*TASK BRIEF*: Reprint each record exactly. Pictures are not reprinted.
━━━━
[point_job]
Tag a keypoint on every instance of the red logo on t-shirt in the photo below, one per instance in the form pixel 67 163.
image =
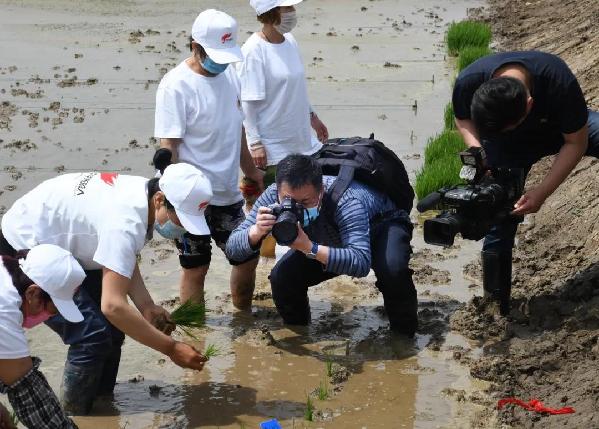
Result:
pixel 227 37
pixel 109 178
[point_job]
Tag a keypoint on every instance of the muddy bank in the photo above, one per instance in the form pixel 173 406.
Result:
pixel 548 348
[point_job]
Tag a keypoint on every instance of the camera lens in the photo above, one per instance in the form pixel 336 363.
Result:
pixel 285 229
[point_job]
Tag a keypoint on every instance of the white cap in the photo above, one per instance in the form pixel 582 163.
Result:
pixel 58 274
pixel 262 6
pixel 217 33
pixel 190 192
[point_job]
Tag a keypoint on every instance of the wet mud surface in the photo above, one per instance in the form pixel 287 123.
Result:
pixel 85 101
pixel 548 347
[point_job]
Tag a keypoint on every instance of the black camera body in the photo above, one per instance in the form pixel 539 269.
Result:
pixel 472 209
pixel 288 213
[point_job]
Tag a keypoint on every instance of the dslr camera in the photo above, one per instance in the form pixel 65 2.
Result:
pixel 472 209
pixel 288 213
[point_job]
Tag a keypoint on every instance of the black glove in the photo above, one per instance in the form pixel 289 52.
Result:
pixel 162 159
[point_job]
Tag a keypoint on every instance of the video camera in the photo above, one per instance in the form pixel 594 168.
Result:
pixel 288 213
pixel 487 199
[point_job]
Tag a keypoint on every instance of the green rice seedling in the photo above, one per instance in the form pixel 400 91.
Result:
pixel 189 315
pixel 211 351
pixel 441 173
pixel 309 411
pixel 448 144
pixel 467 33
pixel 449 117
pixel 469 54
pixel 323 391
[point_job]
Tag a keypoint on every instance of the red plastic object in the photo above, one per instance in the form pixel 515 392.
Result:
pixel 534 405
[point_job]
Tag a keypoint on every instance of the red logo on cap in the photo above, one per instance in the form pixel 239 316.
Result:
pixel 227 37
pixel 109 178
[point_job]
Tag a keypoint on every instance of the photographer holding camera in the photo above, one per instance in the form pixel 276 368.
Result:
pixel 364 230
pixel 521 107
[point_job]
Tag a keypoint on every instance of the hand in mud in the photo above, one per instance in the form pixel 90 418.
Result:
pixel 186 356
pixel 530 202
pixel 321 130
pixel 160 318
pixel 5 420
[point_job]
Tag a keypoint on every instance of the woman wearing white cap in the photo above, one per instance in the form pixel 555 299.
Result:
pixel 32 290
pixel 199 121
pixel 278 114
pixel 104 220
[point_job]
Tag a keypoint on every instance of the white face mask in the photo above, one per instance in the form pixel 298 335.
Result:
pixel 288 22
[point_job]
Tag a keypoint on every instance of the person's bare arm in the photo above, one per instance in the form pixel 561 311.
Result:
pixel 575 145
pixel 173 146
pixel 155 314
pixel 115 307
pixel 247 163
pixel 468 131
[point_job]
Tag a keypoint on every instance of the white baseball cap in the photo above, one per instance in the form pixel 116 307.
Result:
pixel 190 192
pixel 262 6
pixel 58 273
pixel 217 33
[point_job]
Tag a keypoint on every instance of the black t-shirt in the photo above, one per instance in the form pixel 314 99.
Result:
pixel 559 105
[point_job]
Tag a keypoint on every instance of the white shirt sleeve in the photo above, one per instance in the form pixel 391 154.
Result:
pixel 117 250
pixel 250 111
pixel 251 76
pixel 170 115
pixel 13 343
━━━━
*SOLUTION TO THE PROBLEM*:
[point_job]
Tag a keypoint on every instance of the red logo on t-shirt in the photo below, one per instance in the form pixel 67 163.
image =
Result:
pixel 227 37
pixel 109 178
[point_job]
Tag a keypoint on every instance of the muddy bank in the photo above, one per instance in the form pixel 173 406.
Result:
pixel 548 348
[point_job]
Tag a keypoint on every instance of the camera lens in the photo above, one per instance in the form pixel 336 363.
Result:
pixel 285 229
[point_job]
Tag a keypoint on every instance of the white cap in the photo above, one per instance in the form pixel 582 163.
Result:
pixel 58 274
pixel 262 6
pixel 217 33
pixel 190 192
[point_job]
Tag a keypoint on every instance of the wet mud surface in the photo above, one per instance in the form pixel 287 123.
Result:
pixel 85 101
pixel 548 347
[point_job]
Tag a keypoint on every instance of the black camera body in the photo above, one per instance in the form pixel 539 269.
Result:
pixel 472 209
pixel 288 213
[point_job]
Tag a keypoint on every instance of the dslr camera in the photo above, one per instance in the form pixel 65 2.
Result:
pixel 472 209
pixel 288 213
[point_job]
Tag a keypoint on every instance of the black glove in the photo above, one per instance in the form pixel 289 52.
Result:
pixel 162 159
[point_job]
Tag a keypoint on every instance of the video camera in the photo above, one per instance in the form pixel 594 168.
Result:
pixel 288 213
pixel 487 199
[point_job]
Tag a keypoint on every instance of the green rice seedling in the photo above, one per instance in the form pixel 400 91.
Result:
pixel 189 315
pixel 211 351
pixel 441 173
pixel 309 411
pixel 448 144
pixel 467 33
pixel 449 117
pixel 469 54
pixel 323 391
[point_job]
Tag a keypoint on every instance of the red plastic object in the photo above, one per instance in the form pixel 515 392.
Result:
pixel 534 405
[point_job]
Tag a keypoint on every instance of the red logo on cap in the photo above, one per instance in the form pixel 239 316.
Result:
pixel 227 37
pixel 109 178
[point_job]
Tag a keypoint on every instance of the photographer holding camera in the photo above, one per instance in the form pixel 276 368.
Result:
pixel 364 230
pixel 521 107
[point_job]
Tag a keypoint on every instance of the hand in mud in the photo above, one per instance in the form pixel 90 418.
Result:
pixel 186 356
pixel 530 202
pixel 321 130
pixel 160 318
pixel 5 420
[point_job]
Tag a keypoint on every instance of the woman wearing white cap in the photo above, one per instance in the form pixel 555 299.
Result:
pixel 32 290
pixel 199 121
pixel 278 114
pixel 104 220
[point_job]
Tag a keypoint on every instance of the white face mask in the photo above, one per instance in the form pixel 298 335.
Result:
pixel 288 22
[point_job]
Tag a keypoint on every instance of the person's bare arm in the photo above, one per instance in the form pixel 561 311.
Result:
pixel 575 145
pixel 173 146
pixel 155 314
pixel 115 307
pixel 247 163
pixel 468 131
[point_job]
Tag a keypoint on every instance of the white baseball cap in the photo above, one per instance in the form pixel 116 307.
Result:
pixel 190 192
pixel 262 6
pixel 58 273
pixel 217 33
[point_job]
Tag a keypoint on every instance of the black t-shirt in the photo above, one per instance in the form pixel 314 99.
Result:
pixel 559 105
[point_job]
Tag a keypoint on every instance of the white shirt sleeve in the photo above, one per instance in the form pixel 391 154.
Result:
pixel 117 250
pixel 250 111
pixel 251 76
pixel 170 115
pixel 13 343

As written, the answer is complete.